Directive — Format the stretch of records from the line containing "Annotate grass lawn." through the line containing "[246,153,269,175]", both included, as a numbered list, leaving out any blank lines.

Records for this exercise —
_ _ _

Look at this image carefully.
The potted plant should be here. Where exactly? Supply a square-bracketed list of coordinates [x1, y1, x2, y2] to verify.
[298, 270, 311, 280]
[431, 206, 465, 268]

_ _ _

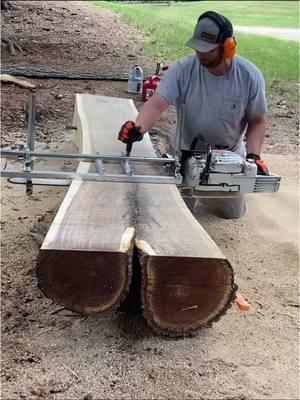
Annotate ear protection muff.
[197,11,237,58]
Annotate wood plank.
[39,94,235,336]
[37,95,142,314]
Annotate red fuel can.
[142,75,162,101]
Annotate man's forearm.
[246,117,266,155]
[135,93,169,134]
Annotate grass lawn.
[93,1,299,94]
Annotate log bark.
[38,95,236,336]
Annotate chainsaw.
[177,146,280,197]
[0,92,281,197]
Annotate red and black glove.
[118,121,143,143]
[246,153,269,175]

_ _ _

Completed exercise —
1. Annotate grass lawn.
2. [93,1,299,94]
3. Annotate log bark.
4. [38,95,236,336]
5. Annotate chainsaw.
6. [177,146,280,197]
7. [0,92,281,197]
8. Annotate red and black glove.
9. [118,121,143,143]
10. [246,153,269,175]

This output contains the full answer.